Excerpts of labeled region data
<<<<

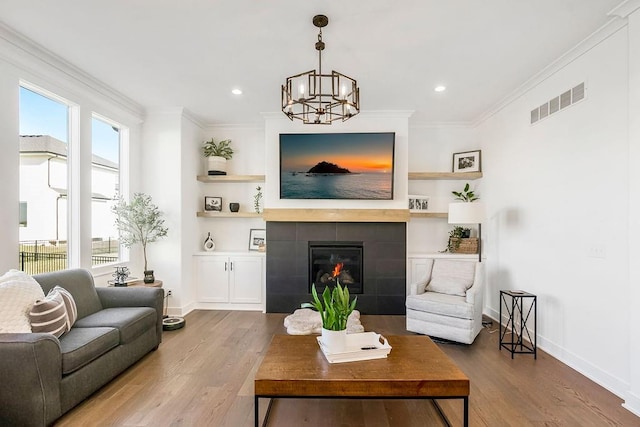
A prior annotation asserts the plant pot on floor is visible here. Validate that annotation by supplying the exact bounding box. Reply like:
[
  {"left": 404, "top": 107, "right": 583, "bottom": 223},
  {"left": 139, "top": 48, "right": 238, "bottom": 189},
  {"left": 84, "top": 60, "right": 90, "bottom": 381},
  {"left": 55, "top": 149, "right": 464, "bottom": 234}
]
[{"left": 207, "top": 156, "right": 227, "bottom": 175}]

>>>>

INSTRUCTIONS FOR THE TASK: Switch "plant pot" to "potted plant" throughout the listing above and give it back with nothing else changed and the pictures omitted.

TASK ANSWER:
A prior annotation asserts the potted plant on floor is visible here. Validate that annotation by supplying the exact bounding box. Reply like:
[
  {"left": 404, "top": 107, "right": 583, "bottom": 223},
  {"left": 139, "top": 48, "right": 238, "bottom": 189},
  {"left": 84, "top": 60, "right": 90, "bottom": 381},
  {"left": 55, "top": 149, "right": 464, "bottom": 234}
]
[{"left": 207, "top": 156, "right": 227, "bottom": 175}]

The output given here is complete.